> _ROWS_:
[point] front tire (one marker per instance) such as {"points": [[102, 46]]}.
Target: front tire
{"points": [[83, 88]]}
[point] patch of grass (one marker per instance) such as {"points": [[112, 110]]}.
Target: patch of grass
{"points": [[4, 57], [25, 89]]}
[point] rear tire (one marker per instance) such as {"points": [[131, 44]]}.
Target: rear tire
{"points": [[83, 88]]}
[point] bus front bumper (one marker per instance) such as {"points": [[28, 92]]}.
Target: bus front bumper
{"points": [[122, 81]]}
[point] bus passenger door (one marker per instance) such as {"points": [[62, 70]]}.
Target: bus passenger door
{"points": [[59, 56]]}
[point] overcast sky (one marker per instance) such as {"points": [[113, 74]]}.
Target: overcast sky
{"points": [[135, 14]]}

> _WHAT THE EXERCISE ASKS_: Rewrite every line of the data above. In the coordinate lists that follow each "Target" line, multiply each coordinate by 2.6 and round to a whole number, with halves rounding up. Leave all other lines unchanged, including the sample coordinates after "such as".

> _EXERCISE RESPONSE_:
[point] front tire (one marker per instance) such as {"points": [[102, 46]]}.
Target: front tire
{"points": [[216, 229]]}
[point] patch of grass (one marker per instance) such as {"points": [[112, 110]]}.
Target: patch of grass
{"points": [[10, 148], [65, 231]]}
[point] rear tire (one marker per instance) such as {"points": [[131, 44]]}.
Target: rear tire
{"points": [[216, 229]]}
[point] bus front bumper (one marker per instance) such as {"points": [[28, 92]]}.
Target: bus front bumper
{"points": [[317, 211]]}
[point] bus passenger door (one marker per instance) such as {"points": [[62, 70]]}.
Target: bus passenger door
{"points": [[153, 146]]}
[point] overcast sky (one marker per instance) such as {"points": [[113, 74]]}.
Target: overcast sky
{"points": [[351, 36]]}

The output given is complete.